Requirement
Repeat word for word the part of the passage on Arizona's offense that runs from "So what did" up to and including "9 against Houston.".

Page text
So what did coach Rodriguez do? Of course, he hasn’t named a starter, but interestingly enough he’s named both Tate and Dawkins as “co-starters.” Dawkins is still nursing an injury that sidelined him for the entirety of their last game, and Tate seems to be too hot not to start. Even if Dawkins does see the field, Tate is far too explosive not to credit as the X-factor for this offense.
The Inglewood native busted a staggering eight runs of 25 yards or more, with four going for over 45. Arizona’s offensive line is playing extremely well five games into the season and uses a deep rotation of six or more linemen for the majority of the game. Four of these players are returning starters from last year and have shown their veteran experience.
Look at this play in which they execute the read option perfectly, allowing Dawkins to rush for 14 yards on Sept. 9 against Houston.

Data supplied
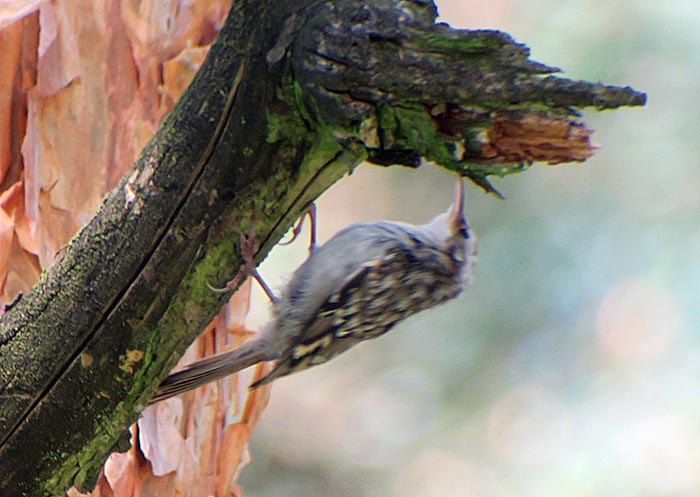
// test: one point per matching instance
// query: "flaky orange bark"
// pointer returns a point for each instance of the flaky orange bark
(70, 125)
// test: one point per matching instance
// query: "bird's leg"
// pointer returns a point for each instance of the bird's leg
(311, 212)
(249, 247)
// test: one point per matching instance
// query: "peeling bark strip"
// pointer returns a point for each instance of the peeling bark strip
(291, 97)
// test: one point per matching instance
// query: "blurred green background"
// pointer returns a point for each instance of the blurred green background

Your solution
So what did coach Rodriguez do? Of course, he hasn’t named a starter, but interestingly enough he’s named both Tate and Dawkins as “co-starters.” Dawkins is still nursing an injury that sidelined him for the entirety of their last game, and Tate seems to be too hot not to start. Even if Dawkins does see the field, Tate is far too explosive not to credit as the X-factor for this offense.
The Inglewood native busted a staggering eight runs of 25 yards or more, with four going for over 45. Arizona’s offensive line is playing extremely well five games into the season and uses a deep rotation of six or more linemen for the majority of the game. Four of these players are returning starters from last year and have shown their veteran experience.
Look at this play in which they execute the read option perfectly, allowing Dawkins to rush for 14 yards on Sept. 9 against Houston.